(What the task requires): Reproduce all the entries exactly.

Pointing and labeling entries:
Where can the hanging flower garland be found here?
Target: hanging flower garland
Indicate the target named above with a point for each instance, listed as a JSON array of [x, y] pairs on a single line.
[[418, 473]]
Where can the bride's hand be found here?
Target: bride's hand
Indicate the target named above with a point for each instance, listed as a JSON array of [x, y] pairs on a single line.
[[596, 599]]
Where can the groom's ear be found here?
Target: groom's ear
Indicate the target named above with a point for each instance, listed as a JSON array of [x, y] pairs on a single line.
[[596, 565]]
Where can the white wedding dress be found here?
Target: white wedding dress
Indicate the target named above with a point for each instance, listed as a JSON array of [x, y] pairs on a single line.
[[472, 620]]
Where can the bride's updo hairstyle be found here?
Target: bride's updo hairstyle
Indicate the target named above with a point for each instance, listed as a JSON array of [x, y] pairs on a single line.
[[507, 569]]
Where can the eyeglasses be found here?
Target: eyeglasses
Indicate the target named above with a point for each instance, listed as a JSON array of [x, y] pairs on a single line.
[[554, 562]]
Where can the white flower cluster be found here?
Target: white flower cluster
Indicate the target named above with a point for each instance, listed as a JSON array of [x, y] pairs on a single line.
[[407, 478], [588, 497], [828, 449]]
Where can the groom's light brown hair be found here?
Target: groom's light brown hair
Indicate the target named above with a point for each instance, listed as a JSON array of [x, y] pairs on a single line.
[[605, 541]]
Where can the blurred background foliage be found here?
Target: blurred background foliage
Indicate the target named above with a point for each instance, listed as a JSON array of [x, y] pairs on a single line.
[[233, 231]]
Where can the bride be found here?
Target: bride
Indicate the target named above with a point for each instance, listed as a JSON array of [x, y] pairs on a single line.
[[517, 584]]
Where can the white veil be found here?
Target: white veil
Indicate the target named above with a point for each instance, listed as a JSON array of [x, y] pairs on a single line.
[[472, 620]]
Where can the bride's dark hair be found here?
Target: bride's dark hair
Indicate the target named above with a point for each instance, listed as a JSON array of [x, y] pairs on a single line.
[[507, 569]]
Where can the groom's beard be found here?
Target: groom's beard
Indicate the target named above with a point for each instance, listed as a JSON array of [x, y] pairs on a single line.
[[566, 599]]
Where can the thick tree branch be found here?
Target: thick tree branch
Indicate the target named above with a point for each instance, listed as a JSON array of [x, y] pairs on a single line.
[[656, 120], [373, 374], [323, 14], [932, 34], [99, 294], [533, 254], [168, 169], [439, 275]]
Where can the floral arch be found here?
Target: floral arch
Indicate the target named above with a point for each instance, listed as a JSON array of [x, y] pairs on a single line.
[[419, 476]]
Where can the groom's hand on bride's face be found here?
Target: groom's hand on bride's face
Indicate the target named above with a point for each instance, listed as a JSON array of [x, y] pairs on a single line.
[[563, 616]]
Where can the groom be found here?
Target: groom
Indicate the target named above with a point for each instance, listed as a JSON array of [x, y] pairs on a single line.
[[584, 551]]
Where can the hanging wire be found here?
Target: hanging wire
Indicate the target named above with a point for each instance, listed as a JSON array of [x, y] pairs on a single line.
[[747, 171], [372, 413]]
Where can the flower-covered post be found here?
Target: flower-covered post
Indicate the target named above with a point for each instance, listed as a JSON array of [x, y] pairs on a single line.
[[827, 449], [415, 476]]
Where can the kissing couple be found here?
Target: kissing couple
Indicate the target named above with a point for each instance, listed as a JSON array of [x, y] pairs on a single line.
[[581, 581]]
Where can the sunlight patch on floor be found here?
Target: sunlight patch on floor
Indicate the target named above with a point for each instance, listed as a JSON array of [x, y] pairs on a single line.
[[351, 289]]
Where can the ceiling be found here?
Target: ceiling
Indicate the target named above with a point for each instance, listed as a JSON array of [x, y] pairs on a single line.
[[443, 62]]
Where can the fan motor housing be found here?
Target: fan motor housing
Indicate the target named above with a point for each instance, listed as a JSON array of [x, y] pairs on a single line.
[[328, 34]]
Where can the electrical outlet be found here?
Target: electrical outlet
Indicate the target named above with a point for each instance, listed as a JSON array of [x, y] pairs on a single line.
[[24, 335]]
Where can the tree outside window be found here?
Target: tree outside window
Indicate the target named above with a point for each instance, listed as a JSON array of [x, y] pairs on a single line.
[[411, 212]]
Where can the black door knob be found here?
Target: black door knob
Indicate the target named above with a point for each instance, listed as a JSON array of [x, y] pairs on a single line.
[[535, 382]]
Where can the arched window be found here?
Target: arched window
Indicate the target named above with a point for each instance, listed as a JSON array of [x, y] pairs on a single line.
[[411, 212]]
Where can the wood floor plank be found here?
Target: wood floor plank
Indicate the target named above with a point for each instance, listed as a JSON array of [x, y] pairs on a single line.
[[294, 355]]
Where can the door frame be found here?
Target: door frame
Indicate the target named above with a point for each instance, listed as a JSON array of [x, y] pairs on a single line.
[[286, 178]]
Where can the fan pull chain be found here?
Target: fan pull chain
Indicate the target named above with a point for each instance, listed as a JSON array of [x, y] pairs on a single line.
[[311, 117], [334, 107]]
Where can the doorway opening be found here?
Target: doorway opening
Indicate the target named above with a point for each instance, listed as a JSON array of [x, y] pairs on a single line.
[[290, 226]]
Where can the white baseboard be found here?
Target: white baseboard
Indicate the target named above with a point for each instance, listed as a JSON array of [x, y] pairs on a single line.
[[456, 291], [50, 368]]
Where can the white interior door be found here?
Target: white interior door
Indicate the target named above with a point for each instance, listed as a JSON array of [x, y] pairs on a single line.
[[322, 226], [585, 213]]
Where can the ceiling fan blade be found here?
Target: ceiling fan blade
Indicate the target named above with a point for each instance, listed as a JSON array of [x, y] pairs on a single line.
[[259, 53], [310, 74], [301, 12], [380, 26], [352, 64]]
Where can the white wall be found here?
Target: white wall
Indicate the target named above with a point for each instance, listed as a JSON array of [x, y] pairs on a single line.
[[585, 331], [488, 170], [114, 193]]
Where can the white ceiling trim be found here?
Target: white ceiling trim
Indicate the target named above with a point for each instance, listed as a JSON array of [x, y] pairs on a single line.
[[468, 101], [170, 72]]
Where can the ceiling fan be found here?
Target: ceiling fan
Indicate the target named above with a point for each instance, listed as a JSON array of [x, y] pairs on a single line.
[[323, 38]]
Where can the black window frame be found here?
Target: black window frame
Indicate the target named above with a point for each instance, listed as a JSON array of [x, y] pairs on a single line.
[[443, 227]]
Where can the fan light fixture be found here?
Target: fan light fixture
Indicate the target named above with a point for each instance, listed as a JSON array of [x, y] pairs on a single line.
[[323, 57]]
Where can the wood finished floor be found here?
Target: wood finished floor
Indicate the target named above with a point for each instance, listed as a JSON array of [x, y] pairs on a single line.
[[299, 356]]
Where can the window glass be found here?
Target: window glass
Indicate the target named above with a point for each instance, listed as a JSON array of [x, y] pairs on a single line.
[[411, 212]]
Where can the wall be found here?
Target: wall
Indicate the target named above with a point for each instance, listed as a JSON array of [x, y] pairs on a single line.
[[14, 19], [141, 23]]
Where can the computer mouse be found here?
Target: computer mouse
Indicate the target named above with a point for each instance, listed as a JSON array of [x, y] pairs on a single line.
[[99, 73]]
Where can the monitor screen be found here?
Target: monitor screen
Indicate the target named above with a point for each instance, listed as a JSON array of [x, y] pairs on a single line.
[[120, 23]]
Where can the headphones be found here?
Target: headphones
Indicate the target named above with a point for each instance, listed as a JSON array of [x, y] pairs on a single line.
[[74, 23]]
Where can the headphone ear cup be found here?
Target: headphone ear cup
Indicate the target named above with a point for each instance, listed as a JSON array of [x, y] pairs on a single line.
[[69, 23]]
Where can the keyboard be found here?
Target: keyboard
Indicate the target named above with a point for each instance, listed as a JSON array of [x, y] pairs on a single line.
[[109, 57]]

(Exercise result):
Where can the hanging flower garland be found here?
Target: hanging flower garland
Indicate the target named above with a point for each instance, listed as a JSON array of [x, y] pairs on a single line.
[[418, 473]]
Where can the bride's hand be found here?
Target: bride's hand
Indicate the target named above with a point for each instance, listed as a JSON array of [x, y] pairs on a single line.
[[596, 599]]
Where can the groom's ear be found here?
Target: groom's ear
Indicate the target named above with a point for each instance, listed as a JSON array of [x, y] pairs on a single line.
[[596, 565]]
Where can the white wedding dress be found here?
Target: white wedding dress
Indicate the target named above with a point for each instance, listed as a JSON array of [x, y] pairs on a single line.
[[472, 620]]
Where can the bride's updo hairstyle be found here?
Target: bride's updo hairstyle
Indicate the target named above with a point for each instance, listed as a JSON array of [x, y] pairs on a single line.
[[507, 569]]
Where can the eyeglasses be found here?
Target: eyeglasses
Indicate the target named above with a point for each instance, listed as a JSON array of [x, y] pairs on a single line.
[[554, 562]]
Where can the white flower cluster be found here?
Target: white flower cluster
Indicate the target named above with a point for each instance, listed as a JSON array of [x, y] pairs on a single line.
[[407, 478], [588, 497], [828, 449]]
Where can the groom's light brown hair be found here?
Target: groom's light brown hair
Indicate the target named above with a point for each instance, listed as a JSON array of [x, y] pairs on a single line.
[[605, 541]]
Where can the blurred background foliage be found here?
Target: blurred background foliage
Indicate the target named above with a point for each instance, listed as a JSON array of [x, y] pairs on a single line.
[[233, 231]]
Where can the bride be found here?
Target: bride
Indicate the target named above with a point for each instance, listed as a JSON array of [x, y] pairs on a single line.
[[517, 584]]
Where can the white veil be found here?
Target: white veil
Indicate the target named above with a point for each instance, listed as a JSON array of [x, y] pairs on a single line.
[[472, 620]]
Where can the bride's dark hair be found here?
Target: bride's dark hair
Indicate the target named above with a point for each instance, listed as a JSON array of [x, y] pairs on a single line.
[[507, 569]]
Where can the groom's beard be found here?
Target: groom's beard
Indicate the target named above with a point for each instance, listed as a JSON array of [x, y] pairs on a single line.
[[566, 599]]
Where can the thick tree branch be found here?
Target: thick tree branch
Indicate the target named above with a point for each instance, listed as a JSON array of [x, y] pairs on a single line.
[[656, 120], [373, 374], [323, 14], [932, 34], [99, 294], [533, 254], [168, 169], [439, 275]]
Where can the floral arch be found here?
Target: floral arch
Indicate the target named above with a point for each instance, listed as a JSON array of [x, y] pairs on a single line.
[[419, 476]]
Where can the groom's hand on bride's face be found here?
Target: groom's hand on bride's face
Indicate the target named above with a point for each instance, listed as a JSON array of [x, y] pairs on a single line.
[[563, 616]]
Where can the groom be found here?
Target: groom
Indicate the target named above with a point for each instance, listed as a JSON array of [x, y] pairs on a single line.
[[584, 551]]
Where can the hanging wire be found here?
Target: hanging wire
Indicate the target named above with a point for each instance, listed as a JSON array of [x, y] pairs on a single line.
[[747, 171], [372, 413]]
Where can the flower-covered post be found here?
Target: flower-covered post
Indicate the target named above with a point for each instance, listed as a JSON array of [x, y] pairs on a single line.
[[827, 449], [415, 476]]
Where can the kissing couple be found here?
Target: kissing couple
Indicate the target named above with a point for each instance, listed as a JSON array of [x, y] pairs on a single line.
[[581, 581]]
Where can the sunlight patch on floor be found here?
Target: sunlight patch on floor
Indicate the target named above with a point for each instance, listed as a JSON array of [x, y] pairs on a single line.
[[351, 289]]
Where can the ceiling be found here?
Target: ceiling
Indicate the target named above with a point for each instance, listed as a JSON array of [x, y] pairs on a single line.
[[443, 62]]
Where can the fan motor housing be found here?
Target: fan motor housing
Indicate the target named above with a point for each instance, listed as a JSON array of [x, y] pairs on a single line.
[[328, 34]]
Where can the electrical outlet be found here?
Target: electrical outlet
Indicate the target named above with a point for each instance, listed as a JSON array of [x, y] pairs on a single line.
[[24, 335]]
Where can the tree outside window be found here?
Target: tree outside window
Indicate the target named above with a point for each instance, listed as a JSON array of [x, y] pairs on a single line.
[[411, 212]]
Where can the black door knob be found here?
Target: black door knob
Indicate the target named above with a point for each instance, listed as a JSON array of [x, y] pairs on a single line.
[[535, 382]]
Where can the arched window be found here?
Target: arched window
Indicate the target named above with a point for each instance, listed as a JSON array of [x, y] pairs on a single line.
[[411, 212]]
Where can the wood floor plank be found here?
Target: wood floor plank
Indicate the target named above with a point for each instance, listed as a JSON array of [x, y] pairs on a single line.
[[294, 355]]
Where can the door frame be found here?
Target: door frame
Indicate the target named above with a point for each instance, listed as a JSON array of [x, y] pairs on a single line.
[[286, 178]]
Where can the fan pull chain be found here?
Target: fan pull chain
Indicate the target named above with a point for each instance, listed as a JSON array of [x, y] pairs on a single line.
[[311, 117], [334, 107]]
Where can the doorway opening be found here?
Target: doorway opening
Indicate the target named above with a point for each instance, listed as a JSON array of [x, y] pairs on a single line.
[[290, 226]]
Where can the white baseboard be found here?
Target: white baseboard
Indicate the target named above with a point for each instance, listed as a JSON array of [x, y] pairs on a single line.
[[456, 291], [50, 368]]
Where can the white interior door be found here?
Target: white interior door
Indicate the target named above with a point for each instance, listed as a JSON array of [x, y] pairs on a single line.
[[322, 226], [585, 213]]
Where can the ceiling fan blade be found here?
Target: ceiling fan blade
Indicate the target named above with a point for each instance, listed as a JSON array of [x, y] pairs on a single line.
[[259, 53], [310, 74], [301, 12], [380, 26], [352, 64]]
Where can the white wall be found here?
Target: white wall
Indicate the target named above with a point for each instance, listed as a JSON array of [x, y] pairs on a single line.
[[585, 331], [488, 170], [114, 193]]
Where can the white ceiling trim be found here?
Target: white ceiling trim
Indicate the target named above with a point for each instance, listed as a JSON array of [x, y] pairs on a single line.
[[468, 101], [170, 72]]
Where can the ceiling fan be found here?
Target: ceiling fan
Indicate the target named above with a point for each instance, listed as a JSON array of [x, y] pairs on a single line.
[[323, 38]]
Where can the black window frame be found here?
Target: black window frame
Indicate the target named above with a point for each instance, listed as a JSON array of [x, y] pairs on a single line.
[[443, 227]]
Where can the fan light fixture be found here?
Target: fan light fixture
Indicate the target named above with a point for each instance, listed as a JSON array of [x, y] pairs on a single line.
[[323, 57]]
Where can the wood finished floor be found here?
Target: wood finished floor
Indicate the target named above with a point for each instance, listed as a JSON array of [x, y] pairs on a single line.
[[299, 356]]
Where can the window glass be found here?
Target: window glass
Indicate the target named above with a point for each instance, listed as a JSON array of [x, y] pairs on a single line.
[[411, 212]]
Where can the wall be found here?
Target: wall
Indicate the target named above with a point for each instance, listed as a JSON array of [x, y] pairs on a single line.
[[14, 19], [141, 23]]
Where can the computer mouse be found here?
Target: computer mouse
Indicate the target named above with a point for each instance, listed as a JSON array of [x, y] pairs on a single line.
[[99, 73]]
Where can the monitor screen be found here?
Target: monitor screen
Indicate the target named above with a point for each instance, listed as a JSON array of [x, y] pairs on a single line.
[[120, 23]]
Where can the headphones be found here?
Target: headphones
Indicate the target named above with a point for each instance, listed as a JSON array of [x, y] pairs on a single line.
[[74, 23]]
Where can the headphone ear cup be found here?
Target: headphone ear cup
Indicate the target named above with a point for each instance, listed as a JSON array of [x, y] pairs on a single line.
[[69, 23]]
Where can the keyboard be found here?
Target: keyboard
Indicate the target named above with a point for each instance, listed as a JSON array of [x, y] pairs on a single line.
[[109, 57]]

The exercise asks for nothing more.